▶ **Directions**:
(A) Condense the paragraph of the remarks on the health research bill that begins "The organization is fairly good" into a short bulleted list that keeps its main facts.
(B) Carry on the remarks on the health research bill after their last sentence.

▶ **Text provided**:
- - -
Unfortunately, this takes place far too often in committees. Committees are supposed to be an avenue where members from across political parties can negotiate, discuss and debate issues related to bills in a manner that is largely beyond partisanship. The health committee chose not to pursue that course on a bill which could be enormously supportive of the research community and of the health and welfare of Canadians.

The organization is fairly good. We support Dr. Friesen's contention and promise that a maximum of 5% of the moneys allocated toward research will go toward administration, making this a lean, mean organization, one where 95% of the money is spent on the hard edge of research, which we support. In order for this to happen, I put forward an amendment on behalf of the Reform Party but it was not accepted.

Another important issue is to ensure that basic research, a fundamental aspect of research in Canada, would be secured and that 20% of the money that was available would be proportioned directly to basic research.
- - -
Saved data entries
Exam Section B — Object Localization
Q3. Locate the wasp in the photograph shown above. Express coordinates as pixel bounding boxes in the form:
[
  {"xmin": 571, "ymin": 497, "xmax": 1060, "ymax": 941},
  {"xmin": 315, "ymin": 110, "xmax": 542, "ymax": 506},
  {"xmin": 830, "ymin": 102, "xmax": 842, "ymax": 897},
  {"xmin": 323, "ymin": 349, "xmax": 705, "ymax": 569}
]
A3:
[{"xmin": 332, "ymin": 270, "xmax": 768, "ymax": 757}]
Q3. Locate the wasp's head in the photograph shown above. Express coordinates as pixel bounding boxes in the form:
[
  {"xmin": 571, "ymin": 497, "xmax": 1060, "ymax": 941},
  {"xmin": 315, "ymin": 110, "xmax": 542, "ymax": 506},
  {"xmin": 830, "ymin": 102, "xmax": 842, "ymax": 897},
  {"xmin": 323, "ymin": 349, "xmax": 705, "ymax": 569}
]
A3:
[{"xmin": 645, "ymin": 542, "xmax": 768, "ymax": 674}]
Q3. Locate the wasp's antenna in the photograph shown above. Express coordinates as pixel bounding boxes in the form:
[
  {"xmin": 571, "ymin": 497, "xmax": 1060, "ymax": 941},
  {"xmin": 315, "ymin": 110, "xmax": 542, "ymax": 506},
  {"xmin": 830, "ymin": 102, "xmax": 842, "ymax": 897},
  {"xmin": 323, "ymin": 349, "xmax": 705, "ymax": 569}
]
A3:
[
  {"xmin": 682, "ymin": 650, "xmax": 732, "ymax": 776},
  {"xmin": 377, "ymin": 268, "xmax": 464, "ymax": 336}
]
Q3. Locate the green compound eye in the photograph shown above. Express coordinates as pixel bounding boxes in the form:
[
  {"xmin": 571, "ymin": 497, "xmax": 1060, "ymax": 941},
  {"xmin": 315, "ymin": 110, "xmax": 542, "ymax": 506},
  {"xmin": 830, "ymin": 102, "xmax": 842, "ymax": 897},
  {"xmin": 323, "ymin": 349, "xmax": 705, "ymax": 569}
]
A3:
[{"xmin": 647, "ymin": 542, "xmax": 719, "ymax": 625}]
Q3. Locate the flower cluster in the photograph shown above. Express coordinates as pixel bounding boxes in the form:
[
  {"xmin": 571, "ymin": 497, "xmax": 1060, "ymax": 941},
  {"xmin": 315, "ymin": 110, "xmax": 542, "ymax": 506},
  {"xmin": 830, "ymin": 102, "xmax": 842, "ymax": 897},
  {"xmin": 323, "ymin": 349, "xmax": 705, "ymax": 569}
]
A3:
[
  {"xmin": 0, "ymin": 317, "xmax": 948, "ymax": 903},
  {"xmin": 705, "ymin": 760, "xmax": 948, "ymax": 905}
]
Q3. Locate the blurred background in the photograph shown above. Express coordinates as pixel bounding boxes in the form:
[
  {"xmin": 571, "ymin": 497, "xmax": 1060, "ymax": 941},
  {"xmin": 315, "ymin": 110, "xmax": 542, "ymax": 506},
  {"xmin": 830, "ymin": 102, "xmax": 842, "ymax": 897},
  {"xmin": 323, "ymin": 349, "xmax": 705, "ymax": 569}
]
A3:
- - -
▶ **Your responses**:
(A)
- The organization is fairly good.
- The speaker supports Dr. Friesen's contention and promise that no more than 5% of the moneys allocated toward research will go to administration.
- That would make it a lean organization, with 95% of the money spent on the hard edge of research.
- To make this happen, the speaker put forward an amendment on behalf of the Reform Party, but it was not accepted.

(B)
One of the problems of involving a public-private partnership is that basic research, which does not have any short term to intermediate term benefit and no observable, concrete benefit in terms of profit-making for the private sector, would not be adequately funded in Canada. Dr. Polanyi, our Nobel prize laureate in chemistry, and other researchers, sent letters to all committee members saying that this was very important. We put forth an amendment to ensure that at least 20% of the money allocated to the CIHR would go toward basic research but that was defeated.

There are no assurances in the bill that basic research will be financially supported, basic research that may not have the support of the private sector. This is a flaw in the bill which I hope the government will rectify as soon as possible.

We also found that there was not enough support for conflict of interest provisions, which the NDP health critic talked about very eloquently. These provisions could affect the decision making and allocation of funds through the CIHR. This needs to be addressed and I would ask the government to do that.

I have further issues that need to be addressed in the bill for the sake of research in the country.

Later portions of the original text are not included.